#### [EXERCISE REQUIREMENTS]
a – Answer these from the piece on the roof-fence commandment, one line each:
(i) In which Torah reading does the commandment of maakeh appear?
(ii) Which Talmud source does the piece cite for the ban on a dangerous dog or a wobbly ladder?
(iii) In the caricature of "Jewish guilt," what could the father not afford for his son?
b – Pick up the piece on the roof-fence commandment where it ends and keep writing it.

#### [SOURCE DOCUMENT]

%%

When you build a new house, you shall make a fence for your roof, so that you shall not cause blood [to be spilled] in your house, when he who falls shall fall from it (Deuteronomy 22:8)

Among the many interesting mitzvot enumerated in the Torah reading of Ki Teitzei (Deuteronomy 21:10-25:19) is the mitzvah of maakeh--the commandment to build a fence around one's roof, lest someone fall from it and hurt himself. In its broader application, this includes the prohibition to "raise a dangerous dog, or keep a wobbly ladder in one's home"--to own or maintain in one's possession anything that can cause injury to a fellow (Talmud, Bava Kama 15b).

The notion that what we choose and do does make a difference... is hardwired into our Jewish soul, programmed into our spiritual DNA The commentaries note the curious terminology employed by the Torah--"when he who falls shall fall from it" (ki yipol hanofel mimenu). Rashi explains: "Even though this person deserves to fall anyway, you should not be the cause of his injury."

A guy climbs up on my roof in the middle of a snowstorm, decides to do cartwheels on its icy ledge, falls and breaks his nose. I could blame his foolhardiness, I could blame the weather, I could blame G‑d (since nothing happens unless G‑d wills it); instead, says the Torah, I should hold myself responsible. Given the type of guy we're dealing with here, this was bound to happen anyway; but the very fact that it happened on my roof means that it is my responsibility—it even means that I could have somehow prevented it.

"Jewish guilt" entered American literature half a century ago, and dozens of Woody Allen movies and Bernard Malamud novels later, the idea evokes a caricature of neurotic self-absorption: the Jewish father who, sixty years later, still blames all his son's failings on the fact that he couldn't afford the bicycle his kid wanted for his seventh birthday; the Jewish mother who's convinced that her failure to impress the shul president's wife marked her family as social outcasts for all generations; the Jewish rabbi who believes that all the world's troubles are caused by his own sins. Quite a self-centered, dismal and pessimistic view of the universe.

In truth, it is a self-centered view, but in the most positive sense of the word. And rather than dismal and pessimistic, it is the most encouraging and optimistic perspective of reality in the history of human thought.

%%

#### [ENTRIES SUPPLIED]
%%

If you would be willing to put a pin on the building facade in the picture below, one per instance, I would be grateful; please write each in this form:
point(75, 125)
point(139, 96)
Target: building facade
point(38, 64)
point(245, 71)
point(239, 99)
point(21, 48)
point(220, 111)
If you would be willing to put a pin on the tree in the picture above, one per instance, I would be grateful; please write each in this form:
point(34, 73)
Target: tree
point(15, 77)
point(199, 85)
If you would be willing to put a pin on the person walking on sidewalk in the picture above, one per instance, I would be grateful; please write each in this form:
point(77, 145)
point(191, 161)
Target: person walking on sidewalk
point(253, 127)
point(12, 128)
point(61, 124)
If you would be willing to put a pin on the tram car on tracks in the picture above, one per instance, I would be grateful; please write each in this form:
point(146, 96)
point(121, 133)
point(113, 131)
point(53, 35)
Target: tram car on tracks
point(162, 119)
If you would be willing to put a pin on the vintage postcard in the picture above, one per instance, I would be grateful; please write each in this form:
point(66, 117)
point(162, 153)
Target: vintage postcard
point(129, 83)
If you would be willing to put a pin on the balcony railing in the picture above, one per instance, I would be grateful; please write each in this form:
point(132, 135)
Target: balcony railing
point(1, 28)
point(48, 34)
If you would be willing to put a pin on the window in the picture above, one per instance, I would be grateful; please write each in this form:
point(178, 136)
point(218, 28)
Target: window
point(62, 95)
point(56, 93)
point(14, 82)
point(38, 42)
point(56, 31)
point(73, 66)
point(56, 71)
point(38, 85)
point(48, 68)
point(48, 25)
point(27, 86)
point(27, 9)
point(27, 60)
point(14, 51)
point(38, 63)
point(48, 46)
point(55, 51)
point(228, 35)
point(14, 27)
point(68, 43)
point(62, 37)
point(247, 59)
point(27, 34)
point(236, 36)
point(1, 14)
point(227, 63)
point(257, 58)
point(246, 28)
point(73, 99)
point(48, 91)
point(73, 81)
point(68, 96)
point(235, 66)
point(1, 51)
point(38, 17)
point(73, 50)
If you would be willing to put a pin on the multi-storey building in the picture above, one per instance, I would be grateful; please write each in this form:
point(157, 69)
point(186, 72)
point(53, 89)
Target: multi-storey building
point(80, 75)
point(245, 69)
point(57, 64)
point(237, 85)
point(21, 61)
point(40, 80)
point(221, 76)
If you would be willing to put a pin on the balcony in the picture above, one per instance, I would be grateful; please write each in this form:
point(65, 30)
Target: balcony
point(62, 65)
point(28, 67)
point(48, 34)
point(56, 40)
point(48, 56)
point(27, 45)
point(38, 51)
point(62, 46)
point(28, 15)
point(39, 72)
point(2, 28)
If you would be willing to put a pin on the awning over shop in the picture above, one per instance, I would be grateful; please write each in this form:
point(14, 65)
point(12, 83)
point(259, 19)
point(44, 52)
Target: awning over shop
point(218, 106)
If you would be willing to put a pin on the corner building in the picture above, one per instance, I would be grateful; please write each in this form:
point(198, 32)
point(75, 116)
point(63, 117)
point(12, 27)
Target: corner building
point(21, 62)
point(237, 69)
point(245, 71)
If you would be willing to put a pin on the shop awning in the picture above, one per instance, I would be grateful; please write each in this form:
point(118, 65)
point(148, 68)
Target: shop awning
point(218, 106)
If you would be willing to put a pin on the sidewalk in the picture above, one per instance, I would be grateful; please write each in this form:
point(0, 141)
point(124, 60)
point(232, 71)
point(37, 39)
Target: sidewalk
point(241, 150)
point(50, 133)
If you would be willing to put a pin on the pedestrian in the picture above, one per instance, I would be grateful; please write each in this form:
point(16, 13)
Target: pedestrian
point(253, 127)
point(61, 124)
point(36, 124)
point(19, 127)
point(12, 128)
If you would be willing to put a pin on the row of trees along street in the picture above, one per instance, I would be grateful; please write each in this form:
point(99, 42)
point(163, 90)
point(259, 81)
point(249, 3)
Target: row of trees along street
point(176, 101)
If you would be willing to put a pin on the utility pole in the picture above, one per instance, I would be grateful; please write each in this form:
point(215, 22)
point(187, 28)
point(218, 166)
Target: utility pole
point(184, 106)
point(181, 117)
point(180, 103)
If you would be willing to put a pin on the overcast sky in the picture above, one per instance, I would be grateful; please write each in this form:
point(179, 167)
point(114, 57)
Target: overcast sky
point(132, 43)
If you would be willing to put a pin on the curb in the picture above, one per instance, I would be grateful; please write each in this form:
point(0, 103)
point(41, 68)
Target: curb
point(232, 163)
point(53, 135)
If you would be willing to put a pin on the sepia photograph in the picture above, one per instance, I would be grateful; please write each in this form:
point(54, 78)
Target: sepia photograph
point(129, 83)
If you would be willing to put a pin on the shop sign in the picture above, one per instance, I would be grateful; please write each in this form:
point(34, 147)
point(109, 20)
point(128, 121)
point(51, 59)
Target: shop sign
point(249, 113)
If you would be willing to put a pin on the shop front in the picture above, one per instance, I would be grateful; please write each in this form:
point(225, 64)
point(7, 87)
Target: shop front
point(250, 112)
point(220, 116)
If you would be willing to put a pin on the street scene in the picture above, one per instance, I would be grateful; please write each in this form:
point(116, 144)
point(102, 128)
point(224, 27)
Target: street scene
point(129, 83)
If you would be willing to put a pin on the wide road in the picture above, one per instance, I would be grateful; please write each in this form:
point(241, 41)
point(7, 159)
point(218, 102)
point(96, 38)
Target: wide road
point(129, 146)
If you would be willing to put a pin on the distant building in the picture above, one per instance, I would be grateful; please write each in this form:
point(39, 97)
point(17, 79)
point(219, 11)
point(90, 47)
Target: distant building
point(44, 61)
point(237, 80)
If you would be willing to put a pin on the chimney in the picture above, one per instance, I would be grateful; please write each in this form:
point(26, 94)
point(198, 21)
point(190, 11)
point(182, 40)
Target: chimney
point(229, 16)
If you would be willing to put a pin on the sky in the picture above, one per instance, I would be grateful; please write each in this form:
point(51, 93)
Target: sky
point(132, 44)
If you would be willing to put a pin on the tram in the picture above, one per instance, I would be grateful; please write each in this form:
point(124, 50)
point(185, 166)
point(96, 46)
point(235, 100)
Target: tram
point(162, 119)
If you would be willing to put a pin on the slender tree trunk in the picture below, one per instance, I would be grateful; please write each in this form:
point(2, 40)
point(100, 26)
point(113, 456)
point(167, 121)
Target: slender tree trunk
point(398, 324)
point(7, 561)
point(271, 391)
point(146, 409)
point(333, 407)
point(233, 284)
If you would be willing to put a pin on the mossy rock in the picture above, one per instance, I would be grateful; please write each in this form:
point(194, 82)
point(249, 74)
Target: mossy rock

%%

#### [ANSWERS TO THIS EXERCISE]
a –
(i) Ki Teitzei (Deuteronomy 21:10-25:19)
(ii) Talmud, Bava Kama 15b
(iii) The bicycle his son wanted for his seventh birthday

b –
Think about it: the notion that we, as creatures of choice, are responsible for all that occurs within our domain also implies that we do have control over what happens there, that our choices and actions do make a difference. The notion that even though my choices and actions overlap only a miniscule area of another person's life, and an even smaller area of human history, what I choose and do will profoundly influence the fate of the guy dancing on my roof, the achievements of the community of which I am a part, and the course of humanity's progress through time. What I choose and do will even make the difference between death and life, between failure and success.

A caricature of neurotic self-absorption...? Or the most encouraging and optimistic perspective of reality in the history of human awareness?

The Rebbe would often say: if you see your fellow Jew traveling down a self-destructive path, and you seek to set him straight but fail, the fault is yours. The reasoning behind this conclusion is both profound and simple. Our sages have declared that "words that come from the heart enter the heart." So if your words did not enter his heart, this can only mean that they were not spoken in complete sincerity. Had you been truly sincere—had you spoken with no objective in mind other than his good—your words would have entered his heart and would have had their desired effect.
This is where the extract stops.